[Data shown — start]

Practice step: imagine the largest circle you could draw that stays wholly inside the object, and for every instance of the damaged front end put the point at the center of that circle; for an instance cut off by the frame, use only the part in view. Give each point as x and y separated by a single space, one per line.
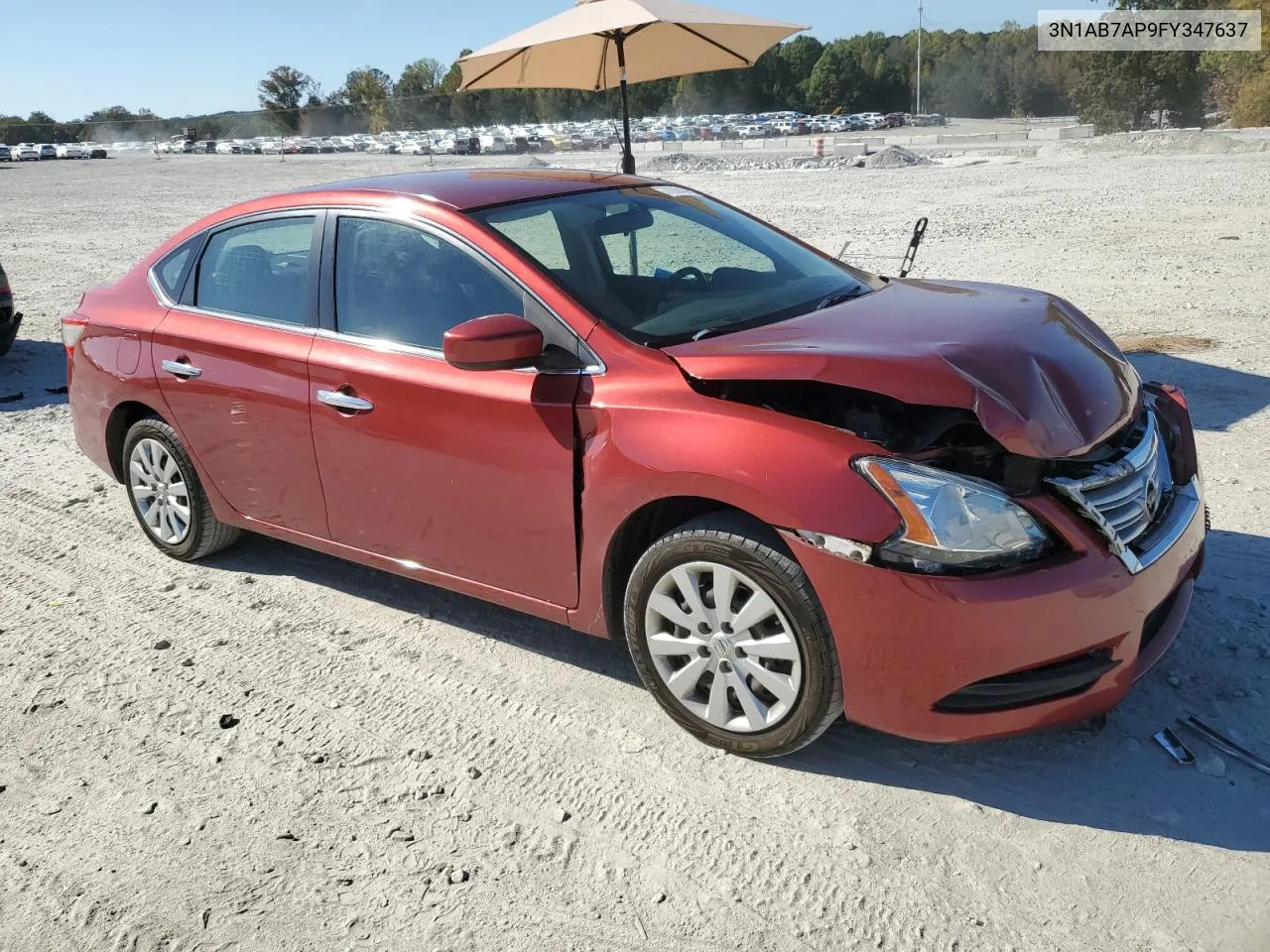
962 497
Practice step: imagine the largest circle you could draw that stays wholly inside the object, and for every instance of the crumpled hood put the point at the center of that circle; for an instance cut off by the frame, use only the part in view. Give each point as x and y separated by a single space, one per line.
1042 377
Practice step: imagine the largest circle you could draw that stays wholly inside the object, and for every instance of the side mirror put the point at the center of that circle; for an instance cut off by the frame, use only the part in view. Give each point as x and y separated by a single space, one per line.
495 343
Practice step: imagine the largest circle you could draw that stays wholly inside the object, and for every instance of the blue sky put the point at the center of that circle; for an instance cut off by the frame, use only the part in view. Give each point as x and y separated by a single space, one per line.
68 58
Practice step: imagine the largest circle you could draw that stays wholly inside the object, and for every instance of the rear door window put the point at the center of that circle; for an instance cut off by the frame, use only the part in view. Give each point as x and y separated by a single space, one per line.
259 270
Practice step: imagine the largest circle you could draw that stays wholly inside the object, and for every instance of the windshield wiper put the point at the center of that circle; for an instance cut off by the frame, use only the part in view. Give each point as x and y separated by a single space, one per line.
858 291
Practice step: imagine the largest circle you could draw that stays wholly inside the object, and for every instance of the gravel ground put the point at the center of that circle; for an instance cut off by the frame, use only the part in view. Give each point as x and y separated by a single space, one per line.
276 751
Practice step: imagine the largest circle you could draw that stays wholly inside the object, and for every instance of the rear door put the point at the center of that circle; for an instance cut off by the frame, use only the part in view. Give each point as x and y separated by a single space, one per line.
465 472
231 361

[Data shown — finish]

There is a line above that contains "of the gravel". Copy it and all later lines through the last, exactly, and leave out the rest.

Practice step: imagine the largest circle you could draw that stays wholly inside the object, and for every instance of the gravel ground put the point at the center of that circle; for an instance cut off by the frame, use only the part in view. Give each point as x and y separated by a single space, one per line.
276 751
Practice step: imagine the largest circle you could draw that stays wholly inside the object, and for every instance of the rear door put the point at the center of that circle; for an instance cut off by the frame, use only the part in view. Give each point as x and y separated by a single space, one per line.
465 472
231 361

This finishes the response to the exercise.